**Provided entries**
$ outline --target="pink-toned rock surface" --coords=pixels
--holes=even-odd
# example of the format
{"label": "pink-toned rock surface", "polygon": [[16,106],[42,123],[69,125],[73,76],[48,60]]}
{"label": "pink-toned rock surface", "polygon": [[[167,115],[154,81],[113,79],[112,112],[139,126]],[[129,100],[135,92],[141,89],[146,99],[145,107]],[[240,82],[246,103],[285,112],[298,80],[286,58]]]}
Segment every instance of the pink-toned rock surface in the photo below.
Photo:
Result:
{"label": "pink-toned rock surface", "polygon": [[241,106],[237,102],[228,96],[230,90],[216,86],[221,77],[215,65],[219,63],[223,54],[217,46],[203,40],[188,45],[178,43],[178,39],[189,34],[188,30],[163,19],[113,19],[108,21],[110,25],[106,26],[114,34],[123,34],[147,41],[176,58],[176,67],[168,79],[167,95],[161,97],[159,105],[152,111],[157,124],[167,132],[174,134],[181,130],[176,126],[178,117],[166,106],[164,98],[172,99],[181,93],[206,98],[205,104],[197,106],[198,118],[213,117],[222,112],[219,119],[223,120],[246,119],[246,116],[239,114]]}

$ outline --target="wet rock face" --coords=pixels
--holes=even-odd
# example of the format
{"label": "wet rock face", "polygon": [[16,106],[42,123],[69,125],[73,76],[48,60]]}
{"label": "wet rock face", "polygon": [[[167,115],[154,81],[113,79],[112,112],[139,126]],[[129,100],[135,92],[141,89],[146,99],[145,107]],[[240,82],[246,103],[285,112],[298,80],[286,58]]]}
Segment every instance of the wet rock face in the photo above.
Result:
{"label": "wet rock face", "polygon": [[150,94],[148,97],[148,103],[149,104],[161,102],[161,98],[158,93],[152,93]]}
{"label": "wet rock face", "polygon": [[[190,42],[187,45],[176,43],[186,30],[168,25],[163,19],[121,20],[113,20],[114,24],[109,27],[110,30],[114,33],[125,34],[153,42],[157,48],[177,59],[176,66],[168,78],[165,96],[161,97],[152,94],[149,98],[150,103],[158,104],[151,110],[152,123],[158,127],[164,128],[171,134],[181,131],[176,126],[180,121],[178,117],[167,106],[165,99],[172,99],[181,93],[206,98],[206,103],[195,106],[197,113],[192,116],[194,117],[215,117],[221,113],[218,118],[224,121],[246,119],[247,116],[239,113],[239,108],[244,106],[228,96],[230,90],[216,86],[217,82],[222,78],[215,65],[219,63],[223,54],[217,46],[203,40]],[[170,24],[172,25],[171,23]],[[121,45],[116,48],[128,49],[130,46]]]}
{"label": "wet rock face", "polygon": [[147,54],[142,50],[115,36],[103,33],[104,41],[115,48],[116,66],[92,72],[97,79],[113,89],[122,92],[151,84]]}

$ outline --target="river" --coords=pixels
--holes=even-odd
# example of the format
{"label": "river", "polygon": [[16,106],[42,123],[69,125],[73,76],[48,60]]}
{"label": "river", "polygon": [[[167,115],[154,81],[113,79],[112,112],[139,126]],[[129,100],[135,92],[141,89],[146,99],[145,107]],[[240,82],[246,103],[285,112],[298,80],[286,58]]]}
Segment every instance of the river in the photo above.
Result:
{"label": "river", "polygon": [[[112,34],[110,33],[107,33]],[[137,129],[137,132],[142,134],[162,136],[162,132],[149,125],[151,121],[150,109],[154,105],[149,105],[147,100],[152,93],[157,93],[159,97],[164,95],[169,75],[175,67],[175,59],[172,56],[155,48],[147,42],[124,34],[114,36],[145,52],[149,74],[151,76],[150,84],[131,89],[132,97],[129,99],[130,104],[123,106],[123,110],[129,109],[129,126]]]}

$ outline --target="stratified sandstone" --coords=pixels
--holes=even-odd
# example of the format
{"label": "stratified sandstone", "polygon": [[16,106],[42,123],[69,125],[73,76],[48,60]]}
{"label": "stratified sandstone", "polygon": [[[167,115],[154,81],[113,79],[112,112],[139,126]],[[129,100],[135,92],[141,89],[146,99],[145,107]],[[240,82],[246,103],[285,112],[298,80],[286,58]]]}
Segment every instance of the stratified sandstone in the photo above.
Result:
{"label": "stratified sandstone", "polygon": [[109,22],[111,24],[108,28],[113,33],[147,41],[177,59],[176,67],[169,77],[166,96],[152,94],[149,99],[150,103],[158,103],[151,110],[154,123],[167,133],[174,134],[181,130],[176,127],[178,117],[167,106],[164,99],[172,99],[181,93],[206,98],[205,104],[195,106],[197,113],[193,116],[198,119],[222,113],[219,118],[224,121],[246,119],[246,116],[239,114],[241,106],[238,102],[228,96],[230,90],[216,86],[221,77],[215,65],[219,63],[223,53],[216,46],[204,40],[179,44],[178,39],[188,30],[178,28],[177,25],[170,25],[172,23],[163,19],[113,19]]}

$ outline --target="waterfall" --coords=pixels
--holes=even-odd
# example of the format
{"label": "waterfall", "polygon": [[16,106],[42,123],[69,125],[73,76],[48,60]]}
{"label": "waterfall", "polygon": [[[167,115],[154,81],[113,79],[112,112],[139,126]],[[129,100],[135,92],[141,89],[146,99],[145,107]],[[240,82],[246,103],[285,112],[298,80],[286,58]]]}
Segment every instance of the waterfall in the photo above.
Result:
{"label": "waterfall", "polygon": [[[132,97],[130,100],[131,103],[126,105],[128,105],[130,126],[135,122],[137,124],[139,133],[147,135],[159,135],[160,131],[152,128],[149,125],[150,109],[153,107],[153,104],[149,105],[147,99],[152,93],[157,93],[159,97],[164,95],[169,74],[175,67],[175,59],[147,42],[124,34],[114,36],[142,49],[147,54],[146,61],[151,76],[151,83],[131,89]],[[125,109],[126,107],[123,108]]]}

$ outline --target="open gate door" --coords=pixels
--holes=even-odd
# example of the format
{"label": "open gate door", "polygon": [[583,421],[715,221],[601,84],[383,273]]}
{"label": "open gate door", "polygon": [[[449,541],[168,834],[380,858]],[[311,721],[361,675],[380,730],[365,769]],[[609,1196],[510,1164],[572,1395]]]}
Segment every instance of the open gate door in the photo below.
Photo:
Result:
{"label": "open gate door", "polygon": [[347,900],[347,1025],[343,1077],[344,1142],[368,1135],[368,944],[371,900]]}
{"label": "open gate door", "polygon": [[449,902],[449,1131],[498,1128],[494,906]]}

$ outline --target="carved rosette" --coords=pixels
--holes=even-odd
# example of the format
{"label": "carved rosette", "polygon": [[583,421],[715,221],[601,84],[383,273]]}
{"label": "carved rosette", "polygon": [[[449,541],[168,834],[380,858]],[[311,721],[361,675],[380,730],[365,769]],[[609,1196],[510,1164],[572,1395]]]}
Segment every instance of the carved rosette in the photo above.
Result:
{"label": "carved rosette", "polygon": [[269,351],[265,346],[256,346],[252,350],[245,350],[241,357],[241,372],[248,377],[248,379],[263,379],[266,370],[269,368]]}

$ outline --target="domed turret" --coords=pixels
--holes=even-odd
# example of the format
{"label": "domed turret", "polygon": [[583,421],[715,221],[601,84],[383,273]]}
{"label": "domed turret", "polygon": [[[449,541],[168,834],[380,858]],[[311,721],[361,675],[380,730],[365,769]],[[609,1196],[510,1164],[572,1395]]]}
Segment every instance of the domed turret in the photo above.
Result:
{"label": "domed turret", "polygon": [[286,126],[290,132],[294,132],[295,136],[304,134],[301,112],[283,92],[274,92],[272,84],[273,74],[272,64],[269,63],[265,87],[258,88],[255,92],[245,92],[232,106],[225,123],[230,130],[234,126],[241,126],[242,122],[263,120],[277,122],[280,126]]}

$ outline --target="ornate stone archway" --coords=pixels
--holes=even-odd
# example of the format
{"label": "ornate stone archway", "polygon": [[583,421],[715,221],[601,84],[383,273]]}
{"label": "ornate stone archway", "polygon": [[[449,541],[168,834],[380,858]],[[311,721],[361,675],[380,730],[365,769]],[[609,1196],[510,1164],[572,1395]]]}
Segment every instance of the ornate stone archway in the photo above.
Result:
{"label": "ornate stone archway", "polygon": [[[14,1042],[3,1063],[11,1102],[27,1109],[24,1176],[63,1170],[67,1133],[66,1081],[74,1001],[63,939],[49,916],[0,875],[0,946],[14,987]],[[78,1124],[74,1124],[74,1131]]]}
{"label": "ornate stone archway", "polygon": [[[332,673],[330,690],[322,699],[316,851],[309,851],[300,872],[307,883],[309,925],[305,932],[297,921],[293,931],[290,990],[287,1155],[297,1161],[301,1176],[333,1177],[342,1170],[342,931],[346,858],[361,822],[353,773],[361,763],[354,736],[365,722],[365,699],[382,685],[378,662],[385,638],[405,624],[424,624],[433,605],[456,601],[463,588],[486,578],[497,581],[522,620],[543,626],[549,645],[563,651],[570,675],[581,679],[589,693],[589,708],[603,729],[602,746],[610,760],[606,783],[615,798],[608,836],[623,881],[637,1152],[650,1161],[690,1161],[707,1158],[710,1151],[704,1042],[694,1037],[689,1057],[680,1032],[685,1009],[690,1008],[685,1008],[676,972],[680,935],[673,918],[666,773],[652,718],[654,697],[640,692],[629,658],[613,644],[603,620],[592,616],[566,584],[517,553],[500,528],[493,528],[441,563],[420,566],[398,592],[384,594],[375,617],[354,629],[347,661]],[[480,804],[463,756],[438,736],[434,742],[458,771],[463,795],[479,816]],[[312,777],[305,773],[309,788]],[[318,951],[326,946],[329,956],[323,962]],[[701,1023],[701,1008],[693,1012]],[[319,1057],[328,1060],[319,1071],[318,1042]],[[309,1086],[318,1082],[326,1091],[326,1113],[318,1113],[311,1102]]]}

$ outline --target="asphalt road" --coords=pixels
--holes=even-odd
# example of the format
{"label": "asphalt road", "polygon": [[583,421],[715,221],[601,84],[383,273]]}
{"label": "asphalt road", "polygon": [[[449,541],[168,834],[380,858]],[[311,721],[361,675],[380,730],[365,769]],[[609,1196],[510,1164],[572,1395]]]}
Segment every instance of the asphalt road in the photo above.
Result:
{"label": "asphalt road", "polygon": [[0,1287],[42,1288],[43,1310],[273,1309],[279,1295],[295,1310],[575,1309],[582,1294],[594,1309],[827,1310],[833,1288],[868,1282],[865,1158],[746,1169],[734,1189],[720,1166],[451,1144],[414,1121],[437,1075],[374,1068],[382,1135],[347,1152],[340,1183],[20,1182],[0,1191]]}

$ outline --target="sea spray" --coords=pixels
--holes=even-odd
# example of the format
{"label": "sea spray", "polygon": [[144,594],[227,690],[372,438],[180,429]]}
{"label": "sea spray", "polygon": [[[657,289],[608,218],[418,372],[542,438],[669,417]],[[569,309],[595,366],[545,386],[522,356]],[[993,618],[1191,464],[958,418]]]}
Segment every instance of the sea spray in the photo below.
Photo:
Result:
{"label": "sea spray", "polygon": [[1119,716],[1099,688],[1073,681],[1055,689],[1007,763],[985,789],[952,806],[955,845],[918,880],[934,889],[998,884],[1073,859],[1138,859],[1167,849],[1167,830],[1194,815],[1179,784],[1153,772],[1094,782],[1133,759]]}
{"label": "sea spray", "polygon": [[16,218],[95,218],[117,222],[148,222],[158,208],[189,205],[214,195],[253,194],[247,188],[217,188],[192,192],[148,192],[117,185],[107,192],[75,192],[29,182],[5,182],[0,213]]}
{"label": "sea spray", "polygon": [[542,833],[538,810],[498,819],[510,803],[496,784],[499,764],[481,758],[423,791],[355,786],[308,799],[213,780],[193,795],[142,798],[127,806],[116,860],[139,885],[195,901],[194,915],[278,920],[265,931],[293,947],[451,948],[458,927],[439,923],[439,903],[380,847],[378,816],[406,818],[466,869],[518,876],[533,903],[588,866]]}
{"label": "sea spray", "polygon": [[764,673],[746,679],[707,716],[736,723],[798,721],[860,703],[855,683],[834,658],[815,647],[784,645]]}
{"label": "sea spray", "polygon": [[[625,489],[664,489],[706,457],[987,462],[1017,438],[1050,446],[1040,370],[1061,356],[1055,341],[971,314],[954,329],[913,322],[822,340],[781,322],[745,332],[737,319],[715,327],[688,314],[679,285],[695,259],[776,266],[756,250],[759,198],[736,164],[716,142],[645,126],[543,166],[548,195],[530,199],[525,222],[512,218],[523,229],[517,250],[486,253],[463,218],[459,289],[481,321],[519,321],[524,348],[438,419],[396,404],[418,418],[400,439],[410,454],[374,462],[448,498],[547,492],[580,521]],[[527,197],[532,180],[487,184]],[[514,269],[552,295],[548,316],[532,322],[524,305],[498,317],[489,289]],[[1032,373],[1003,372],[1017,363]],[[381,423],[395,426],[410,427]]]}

**Job**
Pick out every line in the data above that contains the string "open". Case counts.

**Output of the task**
$ outline --target="open gate door" --coords=pixels
{"label": "open gate door", "polygon": [[583,421],[715,221],[601,84],[383,273]]}
{"label": "open gate door", "polygon": [[[449,541],[168,834],[380,858]],[[311,721],[361,675],[380,730],[365,769]],[[609,1196],[510,1164],[572,1395]]]}
Segment every instance of the open gate door in the photo below.
{"label": "open gate door", "polygon": [[347,900],[347,1025],[343,1077],[344,1142],[368,1135],[368,944],[371,900]]}
{"label": "open gate door", "polygon": [[449,902],[449,1131],[498,1128],[494,906]]}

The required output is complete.